TASK REQUIREMENTS => Filter the material below down to the lines containing the word "traffic".

_ _ _

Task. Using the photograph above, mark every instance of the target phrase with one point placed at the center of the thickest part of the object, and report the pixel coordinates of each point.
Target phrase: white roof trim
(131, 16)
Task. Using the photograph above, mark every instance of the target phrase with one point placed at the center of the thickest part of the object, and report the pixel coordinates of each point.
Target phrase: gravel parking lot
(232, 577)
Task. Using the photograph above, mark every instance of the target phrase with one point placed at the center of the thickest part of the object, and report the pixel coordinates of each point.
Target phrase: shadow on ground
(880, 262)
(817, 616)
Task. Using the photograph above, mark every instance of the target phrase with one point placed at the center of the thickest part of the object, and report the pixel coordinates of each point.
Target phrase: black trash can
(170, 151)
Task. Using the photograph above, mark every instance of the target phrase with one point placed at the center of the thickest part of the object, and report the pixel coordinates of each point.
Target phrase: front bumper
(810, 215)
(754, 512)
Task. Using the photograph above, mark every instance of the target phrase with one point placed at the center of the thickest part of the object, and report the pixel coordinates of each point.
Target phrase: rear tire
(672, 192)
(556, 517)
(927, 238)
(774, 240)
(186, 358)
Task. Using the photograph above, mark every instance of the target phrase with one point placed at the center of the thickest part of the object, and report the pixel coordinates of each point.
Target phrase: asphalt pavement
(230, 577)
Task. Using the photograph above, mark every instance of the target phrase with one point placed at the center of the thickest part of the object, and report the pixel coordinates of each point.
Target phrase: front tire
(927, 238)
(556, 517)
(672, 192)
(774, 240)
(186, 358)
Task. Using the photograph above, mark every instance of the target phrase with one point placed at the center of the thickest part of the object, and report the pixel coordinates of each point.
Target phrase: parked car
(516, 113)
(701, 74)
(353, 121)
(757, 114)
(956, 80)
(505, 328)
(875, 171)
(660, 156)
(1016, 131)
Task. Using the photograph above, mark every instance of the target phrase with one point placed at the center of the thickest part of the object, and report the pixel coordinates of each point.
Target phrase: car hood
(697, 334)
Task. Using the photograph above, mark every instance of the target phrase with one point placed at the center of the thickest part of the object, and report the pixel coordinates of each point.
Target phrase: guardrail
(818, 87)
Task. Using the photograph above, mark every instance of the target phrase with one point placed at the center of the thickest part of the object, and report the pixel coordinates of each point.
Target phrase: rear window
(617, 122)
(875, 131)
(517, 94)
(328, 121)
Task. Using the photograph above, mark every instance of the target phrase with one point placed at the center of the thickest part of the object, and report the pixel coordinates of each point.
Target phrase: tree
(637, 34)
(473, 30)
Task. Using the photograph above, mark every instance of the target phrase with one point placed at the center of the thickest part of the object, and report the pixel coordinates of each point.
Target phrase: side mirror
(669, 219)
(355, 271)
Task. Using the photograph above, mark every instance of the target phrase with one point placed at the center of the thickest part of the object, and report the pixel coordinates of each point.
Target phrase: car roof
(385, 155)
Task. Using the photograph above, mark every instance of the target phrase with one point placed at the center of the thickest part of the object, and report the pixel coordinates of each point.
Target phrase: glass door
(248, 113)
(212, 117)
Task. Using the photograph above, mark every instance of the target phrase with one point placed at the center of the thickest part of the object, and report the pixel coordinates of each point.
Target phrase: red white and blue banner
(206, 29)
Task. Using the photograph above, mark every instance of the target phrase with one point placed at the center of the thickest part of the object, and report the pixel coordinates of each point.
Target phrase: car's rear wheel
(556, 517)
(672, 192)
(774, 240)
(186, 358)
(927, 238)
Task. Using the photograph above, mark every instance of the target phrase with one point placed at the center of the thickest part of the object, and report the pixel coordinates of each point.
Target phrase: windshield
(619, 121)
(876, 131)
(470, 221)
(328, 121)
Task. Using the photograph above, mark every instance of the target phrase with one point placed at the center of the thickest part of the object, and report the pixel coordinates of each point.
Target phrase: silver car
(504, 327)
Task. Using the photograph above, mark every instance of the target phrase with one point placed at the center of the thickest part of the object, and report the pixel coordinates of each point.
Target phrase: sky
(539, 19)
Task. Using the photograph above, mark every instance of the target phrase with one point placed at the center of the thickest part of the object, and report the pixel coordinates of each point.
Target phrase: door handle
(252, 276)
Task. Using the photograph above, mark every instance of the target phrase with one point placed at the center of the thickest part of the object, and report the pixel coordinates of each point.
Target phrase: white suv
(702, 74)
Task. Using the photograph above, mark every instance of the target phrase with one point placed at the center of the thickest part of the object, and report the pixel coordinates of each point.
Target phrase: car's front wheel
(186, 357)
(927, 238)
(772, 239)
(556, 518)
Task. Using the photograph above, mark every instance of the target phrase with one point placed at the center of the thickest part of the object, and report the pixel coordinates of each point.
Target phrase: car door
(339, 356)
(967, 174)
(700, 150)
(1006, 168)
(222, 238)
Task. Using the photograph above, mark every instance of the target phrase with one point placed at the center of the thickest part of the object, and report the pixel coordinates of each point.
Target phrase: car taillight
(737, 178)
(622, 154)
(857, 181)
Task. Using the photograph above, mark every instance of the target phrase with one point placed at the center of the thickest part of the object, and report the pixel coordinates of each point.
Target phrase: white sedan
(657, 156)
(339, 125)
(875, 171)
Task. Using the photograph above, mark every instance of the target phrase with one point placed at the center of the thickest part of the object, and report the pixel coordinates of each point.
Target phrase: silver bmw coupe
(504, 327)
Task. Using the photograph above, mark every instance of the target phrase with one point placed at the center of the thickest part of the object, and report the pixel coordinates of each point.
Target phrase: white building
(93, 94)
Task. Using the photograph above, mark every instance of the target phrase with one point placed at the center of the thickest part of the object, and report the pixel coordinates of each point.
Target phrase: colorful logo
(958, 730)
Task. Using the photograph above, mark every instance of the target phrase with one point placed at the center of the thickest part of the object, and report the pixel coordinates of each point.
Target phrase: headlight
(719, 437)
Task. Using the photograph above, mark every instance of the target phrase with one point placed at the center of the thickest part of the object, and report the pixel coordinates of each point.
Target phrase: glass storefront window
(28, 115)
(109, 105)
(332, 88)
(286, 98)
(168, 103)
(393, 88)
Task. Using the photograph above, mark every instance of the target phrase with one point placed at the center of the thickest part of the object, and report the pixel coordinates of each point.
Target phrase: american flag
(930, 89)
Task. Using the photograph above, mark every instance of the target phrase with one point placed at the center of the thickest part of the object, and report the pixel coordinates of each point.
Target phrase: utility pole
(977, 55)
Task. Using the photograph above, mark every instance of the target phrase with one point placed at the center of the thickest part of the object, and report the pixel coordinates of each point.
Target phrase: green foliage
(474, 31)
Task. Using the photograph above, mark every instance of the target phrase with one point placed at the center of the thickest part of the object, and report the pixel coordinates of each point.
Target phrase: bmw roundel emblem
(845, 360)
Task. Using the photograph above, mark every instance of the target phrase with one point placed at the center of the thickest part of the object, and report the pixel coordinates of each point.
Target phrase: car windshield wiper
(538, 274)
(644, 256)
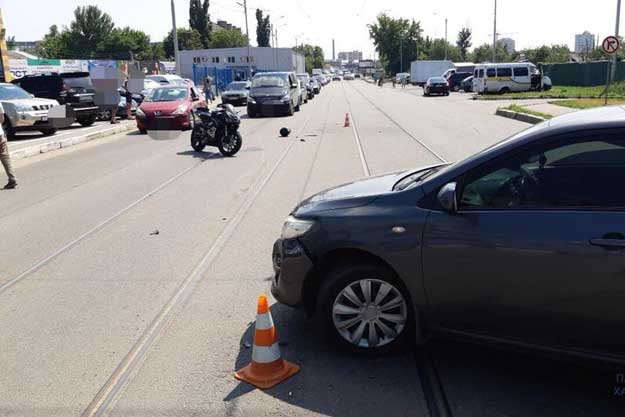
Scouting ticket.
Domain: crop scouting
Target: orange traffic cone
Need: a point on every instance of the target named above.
(267, 367)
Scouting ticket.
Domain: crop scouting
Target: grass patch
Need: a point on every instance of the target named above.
(588, 103)
(617, 90)
(521, 109)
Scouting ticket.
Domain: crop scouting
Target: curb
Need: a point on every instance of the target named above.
(522, 117)
(67, 142)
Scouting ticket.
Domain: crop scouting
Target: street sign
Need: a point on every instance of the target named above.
(611, 44)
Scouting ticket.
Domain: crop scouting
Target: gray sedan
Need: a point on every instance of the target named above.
(521, 244)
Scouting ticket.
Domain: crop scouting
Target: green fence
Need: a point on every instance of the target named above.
(582, 74)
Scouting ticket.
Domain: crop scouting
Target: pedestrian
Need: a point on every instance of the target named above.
(5, 158)
(128, 97)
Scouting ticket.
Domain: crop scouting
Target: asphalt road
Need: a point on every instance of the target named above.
(131, 267)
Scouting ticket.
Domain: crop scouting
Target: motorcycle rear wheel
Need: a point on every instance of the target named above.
(230, 145)
(197, 143)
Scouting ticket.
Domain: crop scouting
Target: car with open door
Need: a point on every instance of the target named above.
(521, 244)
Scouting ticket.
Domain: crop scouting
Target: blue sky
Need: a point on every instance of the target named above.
(529, 22)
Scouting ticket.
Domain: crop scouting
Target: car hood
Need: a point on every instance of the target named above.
(235, 92)
(268, 92)
(353, 194)
(165, 107)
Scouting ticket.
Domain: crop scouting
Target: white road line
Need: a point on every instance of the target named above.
(361, 152)
(108, 394)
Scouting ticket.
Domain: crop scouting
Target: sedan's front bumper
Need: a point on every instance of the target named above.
(291, 265)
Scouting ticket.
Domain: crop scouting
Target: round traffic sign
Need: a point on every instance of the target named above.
(611, 44)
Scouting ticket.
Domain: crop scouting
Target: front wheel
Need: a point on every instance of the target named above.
(197, 141)
(364, 308)
(230, 144)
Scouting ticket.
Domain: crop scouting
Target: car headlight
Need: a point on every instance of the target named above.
(182, 109)
(294, 227)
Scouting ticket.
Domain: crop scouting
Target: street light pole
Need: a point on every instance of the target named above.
(175, 33)
(495, 34)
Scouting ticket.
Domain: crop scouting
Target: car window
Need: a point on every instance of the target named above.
(566, 174)
(504, 72)
(521, 72)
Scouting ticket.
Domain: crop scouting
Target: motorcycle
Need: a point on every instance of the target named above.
(218, 127)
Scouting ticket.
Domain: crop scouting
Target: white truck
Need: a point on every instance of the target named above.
(420, 71)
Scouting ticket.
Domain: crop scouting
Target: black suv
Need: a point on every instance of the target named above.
(73, 89)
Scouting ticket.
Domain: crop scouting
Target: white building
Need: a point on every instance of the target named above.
(228, 64)
(584, 42)
(509, 44)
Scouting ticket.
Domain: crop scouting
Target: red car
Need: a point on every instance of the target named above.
(169, 108)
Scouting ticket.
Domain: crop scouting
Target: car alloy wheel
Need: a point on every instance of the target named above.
(369, 313)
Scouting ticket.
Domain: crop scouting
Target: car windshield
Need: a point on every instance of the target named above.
(12, 92)
(237, 86)
(269, 81)
(78, 82)
(167, 94)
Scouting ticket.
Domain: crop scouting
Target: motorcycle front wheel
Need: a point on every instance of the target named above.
(197, 142)
(231, 144)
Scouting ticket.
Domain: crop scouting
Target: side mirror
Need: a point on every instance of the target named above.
(447, 198)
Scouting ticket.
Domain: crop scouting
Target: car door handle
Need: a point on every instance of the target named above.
(609, 243)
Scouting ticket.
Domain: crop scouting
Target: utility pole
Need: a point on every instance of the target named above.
(495, 34)
(175, 33)
(247, 33)
(445, 39)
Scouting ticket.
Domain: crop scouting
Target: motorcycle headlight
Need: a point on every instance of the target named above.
(294, 227)
(182, 109)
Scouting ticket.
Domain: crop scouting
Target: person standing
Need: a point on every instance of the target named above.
(5, 158)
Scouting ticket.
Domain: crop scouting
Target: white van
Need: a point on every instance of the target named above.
(507, 77)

_ _ _

WRITTEN RESPONSE =>
Target: orange traffic cone
Target: round traffic sign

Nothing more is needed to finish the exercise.